• Work to complete:
Set out every line of the records below as a Markdown table with the columns Row and Line: number the rows in sequence, skip blank lines, and omit the pictures.

"""

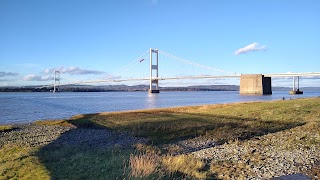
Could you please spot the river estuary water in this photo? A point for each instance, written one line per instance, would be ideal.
(29, 107)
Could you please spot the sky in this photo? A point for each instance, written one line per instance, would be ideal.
(92, 39)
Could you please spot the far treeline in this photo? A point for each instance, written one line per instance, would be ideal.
(125, 88)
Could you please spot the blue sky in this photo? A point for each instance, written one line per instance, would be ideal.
(90, 39)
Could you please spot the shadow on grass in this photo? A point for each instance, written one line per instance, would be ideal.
(89, 151)
(167, 127)
(93, 151)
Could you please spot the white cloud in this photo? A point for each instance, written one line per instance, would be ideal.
(33, 77)
(73, 70)
(3, 74)
(155, 1)
(251, 47)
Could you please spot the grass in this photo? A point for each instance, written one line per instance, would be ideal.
(5, 128)
(224, 123)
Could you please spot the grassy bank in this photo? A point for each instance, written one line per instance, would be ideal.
(237, 123)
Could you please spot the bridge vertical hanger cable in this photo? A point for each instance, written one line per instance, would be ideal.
(193, 63)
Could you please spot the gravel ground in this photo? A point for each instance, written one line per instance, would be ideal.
(287, 152)
(37, 135)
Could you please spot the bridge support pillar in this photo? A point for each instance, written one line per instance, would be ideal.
(295, 90)
(255, 84)
(154, 73)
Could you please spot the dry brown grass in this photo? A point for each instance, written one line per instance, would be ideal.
(185, 164)
(4, 128)
(143, 164)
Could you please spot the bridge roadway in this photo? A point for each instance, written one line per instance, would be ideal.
(306, 74)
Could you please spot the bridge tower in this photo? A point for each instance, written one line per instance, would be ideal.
(56, 79)
(295, 90)
(154, 73)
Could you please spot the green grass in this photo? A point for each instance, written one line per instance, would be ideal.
(225, 123)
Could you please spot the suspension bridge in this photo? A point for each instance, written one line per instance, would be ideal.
(147, 67)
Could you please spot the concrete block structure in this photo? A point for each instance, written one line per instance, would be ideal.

"""

• Exercise solution:
| Row | Line |
|---|---|
| 1 | Could you please spot the river estuary water in this photo? A point for each instance, written one line per instance, would be ideal. |
| 2 | (29, 107) |
| 3 | Could you please spot the sky in this photo? A point for each instance, written one line per instance, would be ideal. |
| 4 | (92, 39) |
| 5 | Could you please spot the far treeline in this photo? A point for each instance, written one line per instance, would be ideal. |
| 6 | (125, 88) |
| 7 | Could you please spot the blue sky in this photo? A point for each instance, written one line per instance, would be ideal. |
| 8 | (90, 39) |
| 9 | Could you please spot the shadow on grass in this photo? A point for each instance, written one line per instance, would be ideal. |
| 10 | (89, 151) |
| 11 | (167, 127) |
| 12 | (93, 151) |
| 13 | Could you please spot the white cloud in this photo? A point for each instance, written one line per instance, would be ideal. |
| 14 | (33, 77) |
| 15 | (73, 70) |
| 16 | (3, 74) |
| 17 | (155, 1) |
| 18 | (251, 47) |
| 19 | Could you please spot the grass in this photo? A point for each instance, written one line per instance, would be ideal. |
| 20 | (5, 128) |
| 21 | (224, 123) |
| 22 | Could you please spot the grassy bank in this photo? A point for each instance, written one line per instance, would be ideal. |
| 23 | (237, 123) |
| 24 | Could you please spot the bridge vertical hanger cable in this photo? A point for each instance, written one line per instance, would be ideal. |
| 25 | (193, 63) |
| 26 | Could you please spot the gravel ground in this photo? A point for each instance, written one line per instance, would be ideal. |
| 27 | (287, 152) |
| 28 | (37, 135) |
| 29 | Could you please spot the bridge support pillar in this photo? A point for each instance, written one line per instance, would be ideal. |
| 30 | (295, 90) |
| 31 | (255, 84) |
| 32 | (154, 73) |
| 33 | Could you please spot the dry brown grass in this photo? A point for each instance, written one line per instance, would be ideal. |
| 34 | (185, 164) |
| 35 | (4, 128) |
| 36 | (143, 164) |
| 37 | Could you please spot the bridge roadway in this photo? A point for each instance, written one line per instance, would be ideal. |
| 38 | (306, 74) |
| 39 | Could you please spot the bridge tower in this photo? A point for each instance, written one line per instance, would be ideal. |
| 40 | (56, 79) |
| 41 | (295, 90) |
| 42 | (154, 73) |
| 43 | Could you please spot the green grass in this photo? A point for each instance, written one line per instance, would be ideal. |
| 44 | (225, 123) |
| 45 | Could you please spot the suspension bridge in this photo? A point for each instance, written one line per instance, would be ideal. |
| 46 | (147, 67) |
| 47 | Could you please spot the concrete block structure in this photo? A point for each instance, written one line per instance, would be ideal. |